- **Set problem**: Report every line below that contains the string "mountain", matching case exactly.

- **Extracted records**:
** begin **

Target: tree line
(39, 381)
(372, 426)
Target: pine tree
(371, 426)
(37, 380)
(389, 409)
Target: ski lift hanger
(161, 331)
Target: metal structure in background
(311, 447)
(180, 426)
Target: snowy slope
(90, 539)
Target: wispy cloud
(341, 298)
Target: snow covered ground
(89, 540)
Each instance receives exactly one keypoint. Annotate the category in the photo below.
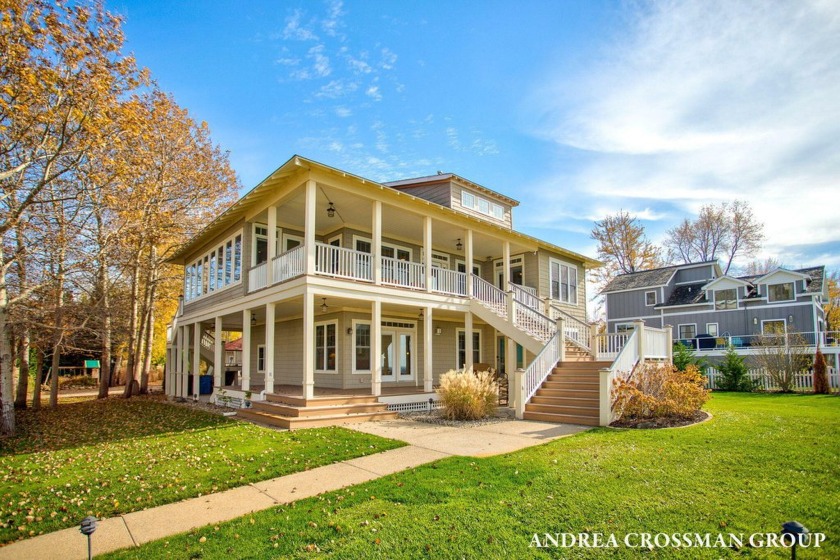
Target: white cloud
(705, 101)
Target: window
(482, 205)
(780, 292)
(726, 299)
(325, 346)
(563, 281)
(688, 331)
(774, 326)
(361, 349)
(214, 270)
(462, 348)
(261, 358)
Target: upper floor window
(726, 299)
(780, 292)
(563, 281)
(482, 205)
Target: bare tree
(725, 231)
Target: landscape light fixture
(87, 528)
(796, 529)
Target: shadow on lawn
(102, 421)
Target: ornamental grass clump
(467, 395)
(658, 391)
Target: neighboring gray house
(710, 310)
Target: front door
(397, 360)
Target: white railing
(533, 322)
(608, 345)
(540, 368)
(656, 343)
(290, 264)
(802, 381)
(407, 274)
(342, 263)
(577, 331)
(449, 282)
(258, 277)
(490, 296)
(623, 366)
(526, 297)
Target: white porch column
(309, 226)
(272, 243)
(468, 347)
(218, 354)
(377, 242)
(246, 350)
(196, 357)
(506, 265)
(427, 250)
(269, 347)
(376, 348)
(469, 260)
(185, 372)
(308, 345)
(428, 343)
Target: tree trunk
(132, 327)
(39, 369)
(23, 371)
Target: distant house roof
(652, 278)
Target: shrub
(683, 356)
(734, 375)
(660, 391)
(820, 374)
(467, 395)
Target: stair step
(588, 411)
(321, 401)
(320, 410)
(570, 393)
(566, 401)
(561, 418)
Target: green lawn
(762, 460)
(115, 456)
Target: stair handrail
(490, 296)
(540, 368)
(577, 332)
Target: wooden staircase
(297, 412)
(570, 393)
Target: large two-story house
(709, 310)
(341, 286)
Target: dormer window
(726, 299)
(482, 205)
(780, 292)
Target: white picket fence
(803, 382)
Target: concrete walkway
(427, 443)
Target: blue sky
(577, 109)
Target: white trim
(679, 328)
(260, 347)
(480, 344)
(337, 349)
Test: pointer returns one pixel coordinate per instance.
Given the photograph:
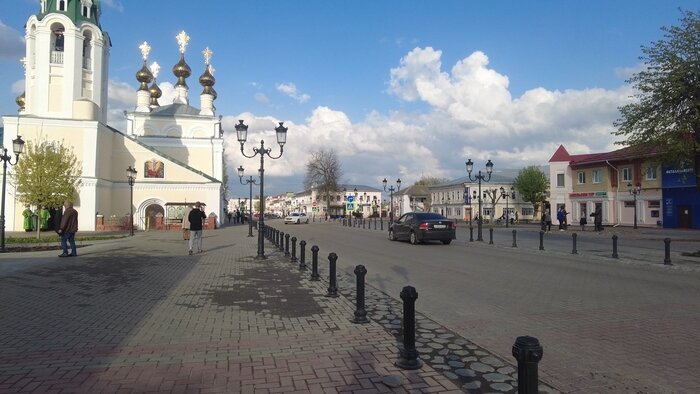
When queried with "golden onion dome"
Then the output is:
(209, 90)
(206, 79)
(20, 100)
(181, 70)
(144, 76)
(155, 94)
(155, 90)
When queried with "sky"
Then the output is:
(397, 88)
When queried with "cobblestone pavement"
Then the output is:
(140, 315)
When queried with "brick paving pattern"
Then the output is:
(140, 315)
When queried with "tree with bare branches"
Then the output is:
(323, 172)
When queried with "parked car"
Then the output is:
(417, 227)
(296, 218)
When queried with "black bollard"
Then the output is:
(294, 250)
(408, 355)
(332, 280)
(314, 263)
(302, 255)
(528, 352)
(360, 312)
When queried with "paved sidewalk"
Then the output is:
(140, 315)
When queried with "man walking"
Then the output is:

** end **
** begin **

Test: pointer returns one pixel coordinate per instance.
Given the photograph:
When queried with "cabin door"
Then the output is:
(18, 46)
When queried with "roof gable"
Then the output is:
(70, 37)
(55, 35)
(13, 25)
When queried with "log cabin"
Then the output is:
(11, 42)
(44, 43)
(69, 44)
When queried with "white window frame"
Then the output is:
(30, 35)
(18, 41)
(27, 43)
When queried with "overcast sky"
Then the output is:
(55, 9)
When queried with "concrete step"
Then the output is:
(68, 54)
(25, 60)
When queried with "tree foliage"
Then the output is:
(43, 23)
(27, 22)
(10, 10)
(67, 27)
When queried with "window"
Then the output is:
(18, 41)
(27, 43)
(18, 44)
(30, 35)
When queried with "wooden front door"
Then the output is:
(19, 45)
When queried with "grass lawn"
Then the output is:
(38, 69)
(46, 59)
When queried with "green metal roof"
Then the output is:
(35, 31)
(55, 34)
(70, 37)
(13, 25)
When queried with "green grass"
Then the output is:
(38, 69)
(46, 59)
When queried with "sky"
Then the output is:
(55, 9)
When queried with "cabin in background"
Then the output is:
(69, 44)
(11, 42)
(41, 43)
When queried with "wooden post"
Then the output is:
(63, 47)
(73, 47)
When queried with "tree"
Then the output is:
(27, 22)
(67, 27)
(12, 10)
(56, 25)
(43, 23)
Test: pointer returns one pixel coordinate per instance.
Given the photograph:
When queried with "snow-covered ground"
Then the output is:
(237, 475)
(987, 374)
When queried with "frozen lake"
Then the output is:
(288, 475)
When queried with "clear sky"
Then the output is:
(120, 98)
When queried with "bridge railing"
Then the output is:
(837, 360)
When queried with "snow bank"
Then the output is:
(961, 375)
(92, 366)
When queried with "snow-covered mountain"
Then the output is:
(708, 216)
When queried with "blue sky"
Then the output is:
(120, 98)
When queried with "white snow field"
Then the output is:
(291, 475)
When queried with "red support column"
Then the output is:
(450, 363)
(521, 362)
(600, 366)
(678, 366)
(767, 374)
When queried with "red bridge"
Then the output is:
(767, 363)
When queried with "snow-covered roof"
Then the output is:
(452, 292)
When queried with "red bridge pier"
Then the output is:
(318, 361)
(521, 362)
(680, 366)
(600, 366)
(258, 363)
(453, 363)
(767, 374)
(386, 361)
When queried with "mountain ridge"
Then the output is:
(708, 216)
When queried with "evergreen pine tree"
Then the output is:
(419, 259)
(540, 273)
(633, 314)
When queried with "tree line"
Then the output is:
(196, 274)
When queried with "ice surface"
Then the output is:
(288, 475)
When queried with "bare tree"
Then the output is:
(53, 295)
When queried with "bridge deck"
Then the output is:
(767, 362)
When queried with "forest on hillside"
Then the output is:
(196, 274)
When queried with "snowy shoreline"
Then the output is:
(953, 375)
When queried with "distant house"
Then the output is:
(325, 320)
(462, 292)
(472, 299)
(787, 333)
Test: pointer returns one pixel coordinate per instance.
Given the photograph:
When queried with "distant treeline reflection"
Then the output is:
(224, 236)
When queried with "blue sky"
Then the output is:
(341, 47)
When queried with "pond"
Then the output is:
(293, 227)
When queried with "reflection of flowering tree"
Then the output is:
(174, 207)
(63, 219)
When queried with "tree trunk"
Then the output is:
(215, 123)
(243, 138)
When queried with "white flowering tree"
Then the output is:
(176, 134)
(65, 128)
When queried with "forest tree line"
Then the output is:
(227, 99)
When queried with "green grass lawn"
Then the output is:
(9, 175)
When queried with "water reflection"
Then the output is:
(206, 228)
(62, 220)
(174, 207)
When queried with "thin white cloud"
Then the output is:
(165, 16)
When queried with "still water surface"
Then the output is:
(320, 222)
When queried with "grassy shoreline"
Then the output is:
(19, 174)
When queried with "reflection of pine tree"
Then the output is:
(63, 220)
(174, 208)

** end **

- **Result of the task**:
When queried with "snow-covered mountain"
When queried with "mountain ridge"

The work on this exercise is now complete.